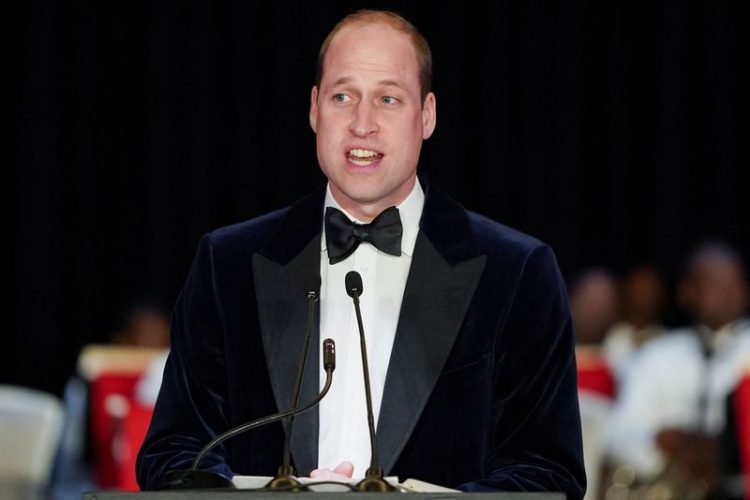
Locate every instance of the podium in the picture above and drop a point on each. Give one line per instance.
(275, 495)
────
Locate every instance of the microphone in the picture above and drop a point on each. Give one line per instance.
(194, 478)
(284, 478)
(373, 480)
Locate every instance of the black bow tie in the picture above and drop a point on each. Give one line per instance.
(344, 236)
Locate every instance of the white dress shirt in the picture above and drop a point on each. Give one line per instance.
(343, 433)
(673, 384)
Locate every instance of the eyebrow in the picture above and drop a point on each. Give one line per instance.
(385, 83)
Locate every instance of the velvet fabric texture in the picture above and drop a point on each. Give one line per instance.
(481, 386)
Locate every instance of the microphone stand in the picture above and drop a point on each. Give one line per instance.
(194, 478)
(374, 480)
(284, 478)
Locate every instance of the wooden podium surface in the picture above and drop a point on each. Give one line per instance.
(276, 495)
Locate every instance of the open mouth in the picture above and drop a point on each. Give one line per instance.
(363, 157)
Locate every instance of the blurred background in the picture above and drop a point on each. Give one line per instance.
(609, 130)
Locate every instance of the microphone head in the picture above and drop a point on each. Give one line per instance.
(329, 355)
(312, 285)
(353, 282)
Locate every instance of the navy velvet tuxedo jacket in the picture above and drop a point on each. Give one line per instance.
────
Can you recast the items as a Markdown table with the columns Row and Line? Start at the line that contains "Locate every instance of the eyebrow", stop after the line that contains "Locate every instance of the navy", number each row, and leave out blank lines.

| Row | Line |
|---|---|
| 1 | Locate every instance of the eyebrow in the picture above and drop a point on each. Give one line per instance. |
| 2 | (385, 83) |
| 3 | Locate every instance of the velvet fabric texture in the picture above and drop a point on each. Give one line per instance. |
| 4 | (481, 386) |
| 5 | Locate every instance of the microphone stand in the picture above and drop a point on each. Give one line per instance. |
| 6 | (194, 478) |
| 7 | (374, 480) |
| 8 | (284, 478) |
| 9 | Locate every instance of the wooden podium surface in the picture above and drop a point on each. Give one line per instance. |
| 10 | (276, 495) |
| 11 | Locate every instance of the open mouth in the picture above and drop a point on each. Give one line per instance. |
| 12 | (363, 157) |
| 13 | Locate every instance of the blurred background in the picture above and drop a point on each. Give one line per instance. |
| 14 | (609, 130) |
| 15 | Locate every instance of the microphone head in the picture above and drop a point on each. Give one line per instance. |
| 16 | (329, 355) |
| 17 | (312, 285) |
| 18 | (353, 282) |
| 19 | Locate every instance of the navy velvet tuxedo jacket in the picture above and drop a point on each. Give one line per instance. |